▶ What you will do: Which lines in the data below contain the string "slope"? Collect each one in full.

▶ Records to process:

* start *

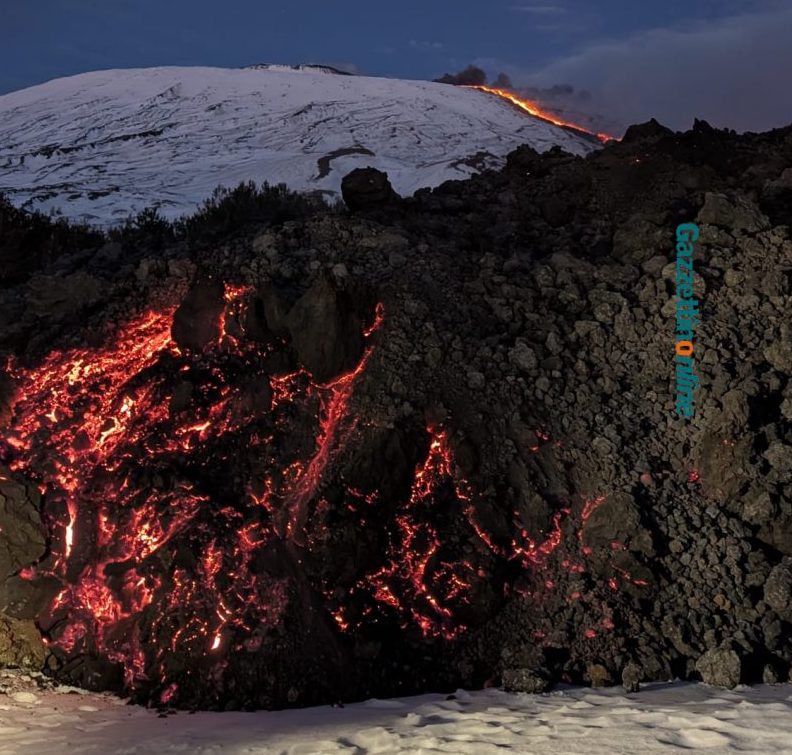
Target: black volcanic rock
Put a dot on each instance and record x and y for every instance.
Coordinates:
(197, 319)
(325, 331)
(649, 131)
(367, 189)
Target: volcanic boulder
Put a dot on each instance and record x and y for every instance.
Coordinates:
(720, 667)
(20, 644)
(325, 331)
(22, 543)
(366, 189)
(22, 534)
(196, 322)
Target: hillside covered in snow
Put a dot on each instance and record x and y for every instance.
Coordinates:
(99, 147)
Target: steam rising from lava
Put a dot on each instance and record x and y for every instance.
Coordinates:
(537, 111)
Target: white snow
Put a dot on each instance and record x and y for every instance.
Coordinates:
(101, 146)
(661, 718)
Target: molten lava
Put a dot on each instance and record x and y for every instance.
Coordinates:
(532, 108)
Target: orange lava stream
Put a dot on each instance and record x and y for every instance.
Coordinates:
(532, 108)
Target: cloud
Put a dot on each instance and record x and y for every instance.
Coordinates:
(540, 10)
(418, 44)
(733, 72)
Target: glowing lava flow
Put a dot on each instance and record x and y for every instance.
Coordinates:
(137, 484)
(535, 110)
(417, 582)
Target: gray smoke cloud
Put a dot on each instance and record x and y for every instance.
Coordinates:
(734, 73)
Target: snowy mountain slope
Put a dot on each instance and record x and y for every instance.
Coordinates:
(662, 718)
(101, 146)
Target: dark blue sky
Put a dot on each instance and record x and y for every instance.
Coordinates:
(727, 60)
(413, 39)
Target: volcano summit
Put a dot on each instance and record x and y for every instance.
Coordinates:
(100, 146)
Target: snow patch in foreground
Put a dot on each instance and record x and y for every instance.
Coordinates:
(661, 718)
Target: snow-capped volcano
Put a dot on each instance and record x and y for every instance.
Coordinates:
(99, 147)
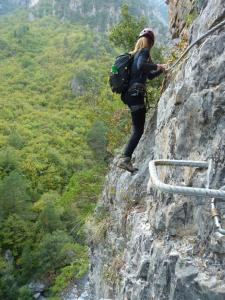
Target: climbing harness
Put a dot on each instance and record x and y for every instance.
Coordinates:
(195, 42)
(188, 191)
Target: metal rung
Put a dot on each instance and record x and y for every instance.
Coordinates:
(176, 189)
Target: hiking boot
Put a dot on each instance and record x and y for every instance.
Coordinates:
(125, 164)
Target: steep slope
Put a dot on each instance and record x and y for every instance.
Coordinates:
(98, 14)
(157, 245)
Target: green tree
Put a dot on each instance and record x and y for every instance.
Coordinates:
(14, 195)
(97, 139)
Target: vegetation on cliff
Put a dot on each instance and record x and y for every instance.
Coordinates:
(59, 127)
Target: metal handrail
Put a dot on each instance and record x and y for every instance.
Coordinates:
(188, 191)
(216, 216)
(183, 190)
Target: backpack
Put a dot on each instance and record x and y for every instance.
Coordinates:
(120, 73)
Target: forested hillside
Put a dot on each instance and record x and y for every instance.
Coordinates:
(58, 125)
(97, 14)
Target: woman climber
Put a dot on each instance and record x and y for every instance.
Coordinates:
(141, 70)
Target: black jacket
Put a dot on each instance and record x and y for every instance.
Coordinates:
(142, 69)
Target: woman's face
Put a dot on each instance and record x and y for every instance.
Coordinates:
(150, 43)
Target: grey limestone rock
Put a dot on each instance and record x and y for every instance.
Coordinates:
(163, 246)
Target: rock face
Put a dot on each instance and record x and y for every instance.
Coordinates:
(163, 246)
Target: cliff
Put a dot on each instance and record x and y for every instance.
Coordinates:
(163, 246)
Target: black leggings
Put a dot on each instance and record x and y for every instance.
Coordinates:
(138, 122)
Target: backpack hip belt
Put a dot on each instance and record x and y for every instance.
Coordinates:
(137, 89)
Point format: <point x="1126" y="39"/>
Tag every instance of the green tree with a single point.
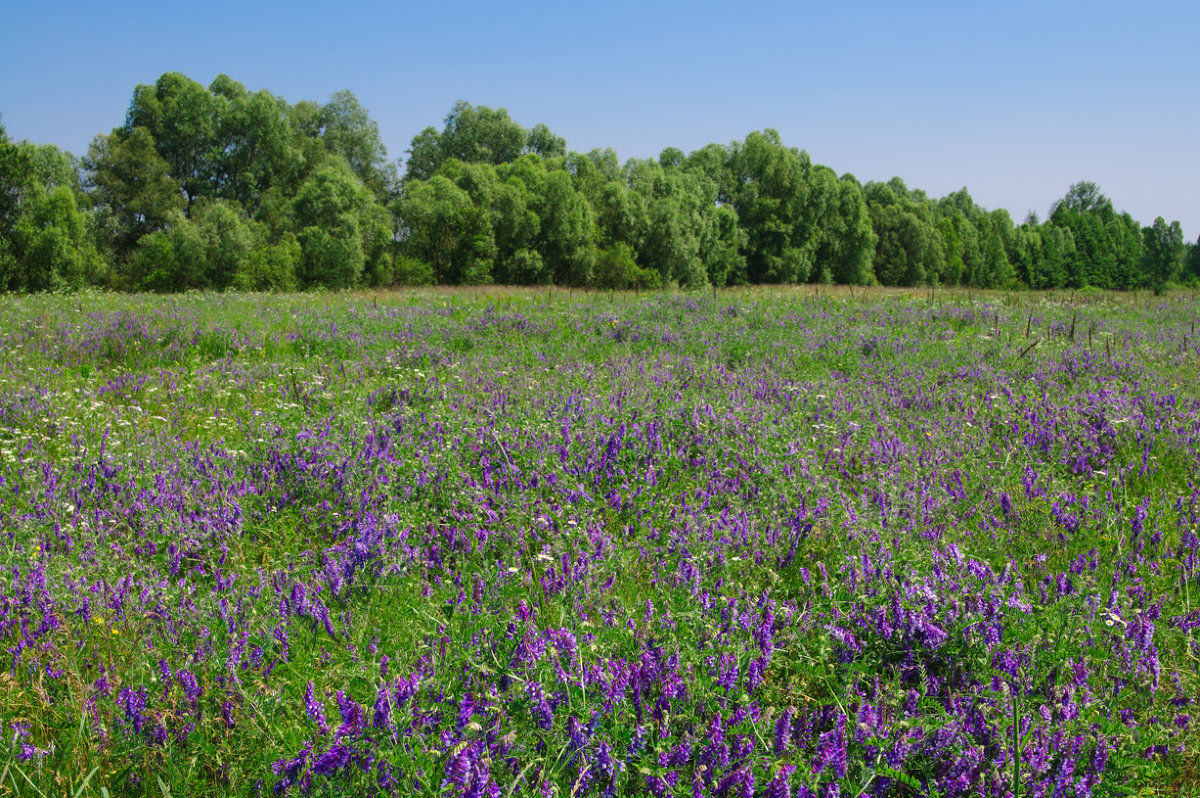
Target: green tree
<point x="540" y="141"/>
<point x="131" y="187"/>
<point x="1163" y="252"/>
<point x="1086" y="213"/>
<point x="179" y="115"/>
<point x="768" y="189"/>
<point x="349" y="132"/>
<point x="52" y="243"/>
<point x="910" y="247"/>
<point x="253" y="147"/>
<point x="444" y="228"/>
<point x="345" y="234"/>
<point x="847" y="241"/>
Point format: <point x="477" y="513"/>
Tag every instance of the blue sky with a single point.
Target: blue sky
<point x="1015" y="101"/>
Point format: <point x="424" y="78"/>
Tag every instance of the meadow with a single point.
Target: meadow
<point x="781" y="543"/>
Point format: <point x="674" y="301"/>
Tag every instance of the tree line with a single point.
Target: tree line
<point x="221" y="189"/>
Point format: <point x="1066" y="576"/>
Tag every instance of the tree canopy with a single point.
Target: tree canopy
<point x="221" y="187"/>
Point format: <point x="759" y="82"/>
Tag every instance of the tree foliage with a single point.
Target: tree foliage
<point x="221" y="187"/>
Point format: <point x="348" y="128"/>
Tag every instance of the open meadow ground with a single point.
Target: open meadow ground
<point x="532" y="543"/>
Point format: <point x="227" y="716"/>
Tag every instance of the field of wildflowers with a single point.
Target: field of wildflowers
<point x="767" y="543"/>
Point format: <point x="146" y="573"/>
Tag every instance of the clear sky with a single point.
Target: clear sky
<point x="1015" y="101"/>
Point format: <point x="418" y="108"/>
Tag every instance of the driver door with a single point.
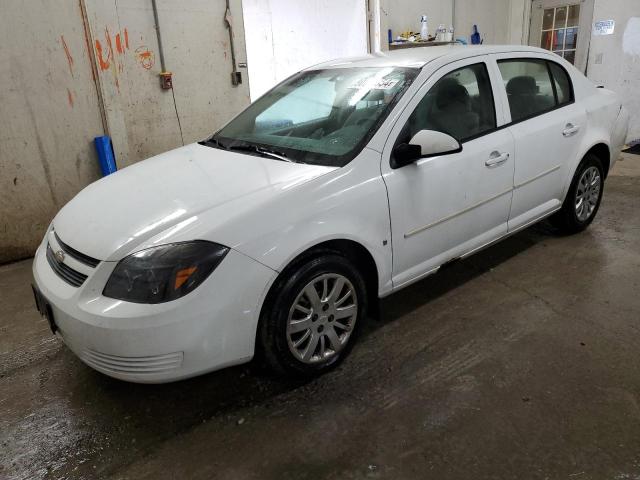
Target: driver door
<point x="444" y="206"/>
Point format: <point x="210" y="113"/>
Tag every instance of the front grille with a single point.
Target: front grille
<point x="132" y="365"/>
<point x="72" y="252"/>
<point x="65" y="272"/>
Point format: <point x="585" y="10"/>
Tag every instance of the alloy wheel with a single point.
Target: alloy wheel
<point x="322" y="318"/>
<point x="587" y="193"/>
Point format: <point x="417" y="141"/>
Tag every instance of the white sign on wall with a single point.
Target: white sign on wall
<point x="604" y="27"/>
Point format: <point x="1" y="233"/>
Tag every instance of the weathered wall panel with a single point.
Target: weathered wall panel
<point x="51" y="107"/>
<point x="49" y="114"/>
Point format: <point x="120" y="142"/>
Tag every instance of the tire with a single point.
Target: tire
<point x="572" y="218"/>
<point x="295" y="326"/>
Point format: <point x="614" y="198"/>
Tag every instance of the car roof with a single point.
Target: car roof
<point x="418" y="57"/>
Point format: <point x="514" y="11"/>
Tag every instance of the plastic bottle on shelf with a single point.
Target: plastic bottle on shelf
<point x="450" y="34"/>
<point x="424" y="29"/>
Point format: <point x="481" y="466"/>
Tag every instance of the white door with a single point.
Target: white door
<point x="285" y="36"/>
<point x="444" y="206"/>
<point x="564" y="27"/>
<point x="547" y="126"/>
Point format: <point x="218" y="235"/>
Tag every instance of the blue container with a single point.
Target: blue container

* end *

▶ Finished task:
Target: snowy mountain slope
Target: steep slope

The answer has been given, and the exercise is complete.